■ **Instructions for the task**:
Restate word for word the lines of the data below, from the first through the one that has "<point>3,215</point>".
━━ Supplied entries
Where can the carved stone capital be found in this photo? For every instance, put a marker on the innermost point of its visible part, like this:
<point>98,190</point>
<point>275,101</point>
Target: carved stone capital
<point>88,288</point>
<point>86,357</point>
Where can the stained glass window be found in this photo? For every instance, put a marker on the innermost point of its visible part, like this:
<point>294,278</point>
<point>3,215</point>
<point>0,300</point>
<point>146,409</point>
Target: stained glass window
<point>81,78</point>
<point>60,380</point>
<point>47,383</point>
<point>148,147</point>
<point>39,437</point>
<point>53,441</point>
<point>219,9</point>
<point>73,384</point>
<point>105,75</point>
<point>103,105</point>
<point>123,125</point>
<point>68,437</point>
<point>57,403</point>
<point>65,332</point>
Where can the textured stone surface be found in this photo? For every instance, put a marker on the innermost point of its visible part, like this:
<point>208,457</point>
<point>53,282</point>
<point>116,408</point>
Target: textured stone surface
━━━━
■ **Response for this exercise**:
Where can the carved stone capital be found in this photo? For every instance, put a marker on the innermost point of its visible part, like this:
<point>98,190</point>
<point>275,101</point>
Target: carved stone capital
<point>88,288</point>
<point>86,357</point>
Where can the stained glass window be found in this photo? For every instance, put a marker on the innermost point of its visible part, like this:
<point>294,278</point>
<point>3,215</point>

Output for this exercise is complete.